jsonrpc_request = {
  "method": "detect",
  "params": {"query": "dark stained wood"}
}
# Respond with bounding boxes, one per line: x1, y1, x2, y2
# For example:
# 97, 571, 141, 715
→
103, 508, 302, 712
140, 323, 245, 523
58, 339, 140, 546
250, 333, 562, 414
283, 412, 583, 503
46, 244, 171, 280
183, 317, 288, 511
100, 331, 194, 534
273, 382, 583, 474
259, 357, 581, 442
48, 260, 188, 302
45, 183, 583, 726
====================
[Directions for this task]:
Could you reproduce every record exactly as written?

[Solution]:
jsonrpc_request = {
  "method": "detect",
  "params": {"query": "dark stained wood"}
}
# Respond with bounding boxes, one per line: x1, y1, x2, y2
# For example:
# 97, 571, 141, 715
→
103, 508, 302, 712
140, 323, 245, 523
58, 339, 140, 546
250, 333, 562, 414
283, 412, 583, 503
46, 244, 171, 280
183, 317, 288, 511
100, 331, 194, 534
273, 382, 583, 474
259, 357, 581, 442
48, 260, 188, 302
45, 183, 583, 726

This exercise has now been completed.